Exact repetition is required: output every record in full.

----

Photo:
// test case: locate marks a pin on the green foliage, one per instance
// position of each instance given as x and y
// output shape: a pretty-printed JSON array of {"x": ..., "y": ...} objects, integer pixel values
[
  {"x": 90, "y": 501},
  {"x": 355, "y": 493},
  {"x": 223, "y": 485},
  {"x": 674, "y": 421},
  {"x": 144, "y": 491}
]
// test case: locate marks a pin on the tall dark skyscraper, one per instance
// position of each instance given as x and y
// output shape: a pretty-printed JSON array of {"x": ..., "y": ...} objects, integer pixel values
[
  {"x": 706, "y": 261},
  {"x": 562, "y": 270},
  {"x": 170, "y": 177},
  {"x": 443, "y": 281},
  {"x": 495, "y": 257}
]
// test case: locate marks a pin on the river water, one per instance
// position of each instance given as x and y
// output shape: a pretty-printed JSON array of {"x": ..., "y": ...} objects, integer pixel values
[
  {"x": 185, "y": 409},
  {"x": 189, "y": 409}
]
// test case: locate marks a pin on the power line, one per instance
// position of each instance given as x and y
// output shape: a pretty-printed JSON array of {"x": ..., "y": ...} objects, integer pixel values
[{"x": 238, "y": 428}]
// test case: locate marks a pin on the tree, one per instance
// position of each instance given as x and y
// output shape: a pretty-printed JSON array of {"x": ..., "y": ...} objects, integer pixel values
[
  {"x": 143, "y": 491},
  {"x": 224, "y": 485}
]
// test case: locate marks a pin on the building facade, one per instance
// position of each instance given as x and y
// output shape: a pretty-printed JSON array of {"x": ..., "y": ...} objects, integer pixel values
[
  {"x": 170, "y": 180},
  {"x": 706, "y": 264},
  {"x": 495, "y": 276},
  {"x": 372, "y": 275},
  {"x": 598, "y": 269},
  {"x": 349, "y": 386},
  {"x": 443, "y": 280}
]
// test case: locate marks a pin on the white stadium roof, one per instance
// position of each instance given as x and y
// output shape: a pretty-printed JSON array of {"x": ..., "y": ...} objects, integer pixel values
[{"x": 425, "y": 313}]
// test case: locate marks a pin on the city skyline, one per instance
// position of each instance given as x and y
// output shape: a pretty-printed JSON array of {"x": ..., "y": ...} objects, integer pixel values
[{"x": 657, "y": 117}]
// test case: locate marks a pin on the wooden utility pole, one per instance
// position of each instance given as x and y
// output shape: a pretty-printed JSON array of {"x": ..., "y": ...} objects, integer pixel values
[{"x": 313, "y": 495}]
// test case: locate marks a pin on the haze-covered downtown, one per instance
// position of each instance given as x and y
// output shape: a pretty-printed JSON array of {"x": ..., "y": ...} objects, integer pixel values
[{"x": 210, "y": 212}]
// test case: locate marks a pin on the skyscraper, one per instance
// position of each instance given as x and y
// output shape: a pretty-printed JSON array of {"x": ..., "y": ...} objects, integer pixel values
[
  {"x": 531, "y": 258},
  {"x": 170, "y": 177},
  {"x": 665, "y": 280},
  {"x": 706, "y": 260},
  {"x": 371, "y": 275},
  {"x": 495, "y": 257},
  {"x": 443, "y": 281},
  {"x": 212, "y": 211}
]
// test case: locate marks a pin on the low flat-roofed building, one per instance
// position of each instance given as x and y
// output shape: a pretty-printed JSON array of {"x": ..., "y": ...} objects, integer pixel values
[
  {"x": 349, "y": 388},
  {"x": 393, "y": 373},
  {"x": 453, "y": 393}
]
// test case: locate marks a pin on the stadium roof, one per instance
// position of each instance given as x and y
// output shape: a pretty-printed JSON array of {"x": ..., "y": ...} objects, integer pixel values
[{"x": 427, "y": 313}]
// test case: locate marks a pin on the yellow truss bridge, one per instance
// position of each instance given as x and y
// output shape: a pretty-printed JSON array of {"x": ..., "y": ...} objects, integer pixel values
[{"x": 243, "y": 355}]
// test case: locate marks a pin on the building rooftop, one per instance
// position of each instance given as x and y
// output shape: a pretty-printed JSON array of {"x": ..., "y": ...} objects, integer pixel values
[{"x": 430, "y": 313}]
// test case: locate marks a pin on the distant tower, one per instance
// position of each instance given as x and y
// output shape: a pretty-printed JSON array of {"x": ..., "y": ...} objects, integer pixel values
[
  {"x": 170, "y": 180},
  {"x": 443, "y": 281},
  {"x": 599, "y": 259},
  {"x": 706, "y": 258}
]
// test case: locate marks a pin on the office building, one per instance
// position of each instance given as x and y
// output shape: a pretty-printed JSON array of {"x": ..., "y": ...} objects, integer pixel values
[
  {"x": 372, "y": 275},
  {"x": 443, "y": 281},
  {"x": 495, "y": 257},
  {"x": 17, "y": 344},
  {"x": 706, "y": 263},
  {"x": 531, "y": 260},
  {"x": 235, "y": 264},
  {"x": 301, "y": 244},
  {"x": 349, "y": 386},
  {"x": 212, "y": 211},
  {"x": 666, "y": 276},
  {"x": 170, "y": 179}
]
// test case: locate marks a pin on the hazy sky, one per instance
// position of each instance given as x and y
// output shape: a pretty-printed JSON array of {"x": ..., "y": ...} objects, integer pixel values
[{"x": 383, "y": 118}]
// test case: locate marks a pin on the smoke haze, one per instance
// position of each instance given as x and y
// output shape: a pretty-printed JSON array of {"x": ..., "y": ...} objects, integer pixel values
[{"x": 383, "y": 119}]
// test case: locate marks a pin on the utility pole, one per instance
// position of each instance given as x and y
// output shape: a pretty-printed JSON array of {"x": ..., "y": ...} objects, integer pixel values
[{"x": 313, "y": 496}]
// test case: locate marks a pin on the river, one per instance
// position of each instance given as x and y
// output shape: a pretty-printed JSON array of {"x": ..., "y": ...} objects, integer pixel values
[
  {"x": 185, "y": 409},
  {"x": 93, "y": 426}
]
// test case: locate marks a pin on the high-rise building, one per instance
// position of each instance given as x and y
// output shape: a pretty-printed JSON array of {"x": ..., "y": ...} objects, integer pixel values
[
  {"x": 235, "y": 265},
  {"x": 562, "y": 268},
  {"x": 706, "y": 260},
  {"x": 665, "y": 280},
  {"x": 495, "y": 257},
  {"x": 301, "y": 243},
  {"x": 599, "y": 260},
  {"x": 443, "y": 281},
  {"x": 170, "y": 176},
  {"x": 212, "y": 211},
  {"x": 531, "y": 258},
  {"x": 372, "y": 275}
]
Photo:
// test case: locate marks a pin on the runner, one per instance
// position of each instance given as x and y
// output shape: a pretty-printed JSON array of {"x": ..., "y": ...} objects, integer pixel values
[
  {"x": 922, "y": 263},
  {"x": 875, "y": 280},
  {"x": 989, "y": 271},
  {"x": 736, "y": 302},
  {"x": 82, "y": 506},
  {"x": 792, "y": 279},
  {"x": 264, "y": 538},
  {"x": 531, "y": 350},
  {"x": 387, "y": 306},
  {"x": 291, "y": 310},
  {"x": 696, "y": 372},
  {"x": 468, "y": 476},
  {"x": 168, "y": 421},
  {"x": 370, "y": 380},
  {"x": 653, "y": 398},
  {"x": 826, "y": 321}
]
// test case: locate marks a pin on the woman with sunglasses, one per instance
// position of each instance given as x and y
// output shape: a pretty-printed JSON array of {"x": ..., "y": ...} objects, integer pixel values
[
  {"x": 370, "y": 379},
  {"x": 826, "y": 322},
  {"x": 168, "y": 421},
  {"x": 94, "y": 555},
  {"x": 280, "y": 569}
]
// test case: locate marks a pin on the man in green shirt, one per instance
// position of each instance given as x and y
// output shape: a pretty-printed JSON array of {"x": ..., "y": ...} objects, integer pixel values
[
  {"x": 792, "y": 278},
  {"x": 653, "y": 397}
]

----

▶ [FINAL ANSWER]:
Photo:
// test case: locate marks a pin on the green foliage, one per instance
// position of each instance given as x and y
// output shape: a pretty-printed JSON array of {"x": ..., "y": ...} objects, integer pixel values
[
  {"x": 90, "y": 501},
  {"x": 355, "y": 493},
  {"x": 223, "y": 485},
  {"x": 674, "y": 421},
  {"x": 144, "y": 491}
]
// test case: locate marks a pin on the tall dark skyscraper, one per instance
// position of each instance given as x and y
// output shape: a pretty-printed JSON array of {"x": ..., "y": ...} objects, integer pixel values
[
  {"x": 706, "y": 261},
  {"x": 562, "y": 270},
  {"x": 170, "y": 177},
  {"x": 443, "y": 281},
  {"x": 495, "y": 257}
]
// test case: locate marks a pin on the river water, one per instance
// position of each instance given as x and y
// output shape: a pretty-printed JSON array of {"x": ..., "y": ...} objects, integer pixel values
[
  {"x": 185, "y": 409},
  {"x": 189, "y": 409}
]
// test case: locate marks a pin on the power line, one per instance
// position of each instance given as x and y
// output shape: a pretty-printed JSON array of {"x": ..., "y": ...} objects, integer pixel values
[{"x": 238, "y": 428}]
// test case: locate marks a pin on the tree, one per instance
// position of each instance given as x and y
// output shape: a pretty-printed JSON array of {"x": ..., "y": ...} objects, integer pixel values
[
  {"x": 143, "y": 491},
  {"x": 224, "y": 485}
]
// test case: locate marks a pin on the building facade, one per instance
// position of each instance given as x and y
// output shape: a pretty-printed JSON array of {"x": ..., "y": ...} objects, integer pixel values
[
  {"x": 170, "y": 180},
  {"x": 706, "y": 264},
  {"x": 495, "y": 276},
  {"x": 372, "y": 275},
  {"x": 598, "y": 269},
  {"x": 349, "y": 386},
  {"x": 443, "y": 280}
]
// test case: locate marks a pin on the white stadium roof, one per instance
// position of each instance given as x and y
// output shape: a pretty-printed JSON array of {"x": ..., "y": ...} objects, integer pixel values
[{"x": 425, "y": 313}]
// test case: locate marks a pin on the city skyline, one per instance
// position of each instance given as x and y
// output shape: a pretty-printed JSON array of {"x": ..., "y": ...} objects, integer pixel values
[{"x": 657, "y": 117}]
// test case: locate marks a pin on the wooden utility pole, one per instance
// position of each instance given as x and y
// output shape: a pretty-printed JSON array of {"x": ..., "y": ...} objects, integer pixel values
[{"x": 313, "y": 495}]
// test case: locate marks a pin on the haze-covered downtown, one per instance
// position of each instance given as x and y
// output shape: a pretty-printed JSON array of {"x": ..., "y": ...} objects, integer pixel values
[{"x": 210, "y": 212}]
// test case: locate marks a pin on the skyscraper, one per instance
// position of each instance given as x and y
// output shape: a pretty-printed JSON array of {"x": ..., "y": ...} objects, integer pixel values
[
  {"x": 531, "y": 258},
  {"x": 170, "y": 177},
  {"x": 665, "y": 280},
  {"x": 706, "y": 260},
  {"x": 371, "y": 275},
  {"x": 495, "y": 257},
  {"x": 443, "y": 281},
  {"x": 212, "y": 211}
]
// test case: locate marks a pin on the low flat-roofed building, one per instance
// position of each instance given as x and y
// output shape: a pretty-printed JSON array of {"x": ..., "y": ...} objects, integer pixel values
[
  {"x": 349, "y": 388},
  {"x": 393, "y": 373},
  {"x": 453, "y": 393}
]
// test case: locate marks a pin on the stadium roof, one per instance
// position of each instance given as x and y
// output shape: a pretty-printed JSON array of {"x": ..., "y": ...} objects, integer pixel values
[{"x": 427, "y": 313}]
// test case: locate marks a pin on the yellow truss bridge, one per instance
// position of each instance given as x and y
// output shape: a pretty-printed JSON array of {"x": ..., "y": ...} objects, integer pixel values
[{"x": 243, "y": 355}]
// test case: locate marks a pin on the building rooftop, one per instance
// position of each instance given as x and y
// output shape: a pretty-printed JSON array of {"x": ..., "y": ...} objects, integer pixel values
[{"x": 430, "y": 313}]
// test case: locate marks a pin on the distant tower, one per instance
// position of each instance given as x and y
// output shape: a pretty-printed JSON array of {"x": ..., "y": ...} objects, integer pixel values
[
  {"x": 170, "y": 180},
  {"x": 443, "y": 281},
  {"x": 599, "y": 259},
  {"x": 706, "y": 258}
]
// test case: locate marks a pin on the office building, one per instance
// position of each instance given as x and y
// output shape: a pretty-printed JSON array of {"x": ..., "y": ...} objects, integer pixel values
[
  {"x": 372, "y": 275},
  {"x": 443, "y": 281},
  {"x": 495, "y": 257},
  {"x": 17, "y": 344},
  {"x": 706, "y": 263},
  {"x": 531, "y": 260},
  {"x": 235, "y": 264},
  {"x": 301, "y": 244},
  {"x": 349, "y": 386},
  {"x": 212, "y": 211},
  {"x": 666, "y": 276},
  {"x": 170, "y": 179}
]
// test case: locate marks a pin on the hazy sky, one per instance
// position of each instance given as x and y
// output shape: a pretty-printed JSON array of {"x": ..., "y": ...} objects, integer pixel values
[{"x": 383, "y": 118}]
// test case: locate marks a pin on the smoke haze, one per instance
// position of each instance given as x and y
// output shape: a pretty-printed JSON array of {"x": ..., "y": ...} objects, integer pixel values
[{"x": 383, "y": 119}]
// test case: locate marks a pin on the utility pole, one per instance
// position of each instance given as x and y
// output shape: a pretty-printed JSON array of {"x": ..., "y": ...} objects, integer pixel values
[{"x": 313, "y": 496}]
// test case: locate marks a pin on the river, one per instance
// position of each instance given as x and y
// output shape: a pretty-printed JSON array of {"x": ..., "y": ...} objects, integer pixel values
[
  {"x": 185, "y": 409},
  {"x": 93, "y": 426}
]
// test case: locate marks a pin on the high-rise building, one per instance
// position of each instance given as x and y
// output shape: a pretty-printed JSON array of {"x": ..., "y": ...} objects, integer pixel values
[
  {"x": 235, "y": 265},
  {"x": 562, "y": 268},
  {"x": 706, "y": 260},
  {"x": 665, "y": 280},
  {"x": 495, "y": 257},
  {"x": 301, "y": 243},
  {"x": 599, "y": 260},
  {"x": 443, "y": 281},
  {"x": 170, "y": 176},
  {"x": 212, "y": 211},
  {"x": 531, "y": 258},
  {"x": 372, "y": 275}
]
Photo:
// test case: locate marks a pin on the runner, one per instance
// position of each instance given as x and y
// output shape: a pretty-printed JSON array of {"x": ..., "y": ...} objects, integer pixel values
[
  {"x": 922, "y": 263},
  {"x": 875, "y": 280},
  {"x": 989, "y": 271},
  {"x": 736, "y": 302},
  {"x": 82, "y": 506},
  {"x": 792, "y": 279},
  {"x": 264, "y": 538},
  {"x": 531, "y": 350},
  {"x": 387, "y": 306},
  {"x": 291, "y": 310},
  {"x": 696, "y": 372},
  {"x": 468, "y": 476},
  {"x": 168, "y": 421},
  {"x": 370, "y": 380},
  {"x": 653, "y": 398},
  {"x": 826, "y": 321}
]
// test case: locate marks a pin on the woman with sunglasses, one per instance
// position of each instance given as x and y
// output shape: a pretty-printed JSON array of {"x": ..., "y": ...} objects, integer pixel values
[
  {"x": 370, "y": 379},
  {"x": 826, "y": 322},
  {"x": 168, "y": 421},
  {"x": 94, "y": 555},
  {"x": 280, "y": 569}
]
// test case: locate marks a pin on the man in green shirt, one per instance
// position of each instance given as x and y
// output shape: a pretty-printed JSON array of {"x": ..., "y": ...} objects, integer pixel values
[
  {"x": 792, "y": 278},
  {"x": 653, "y": 397}
]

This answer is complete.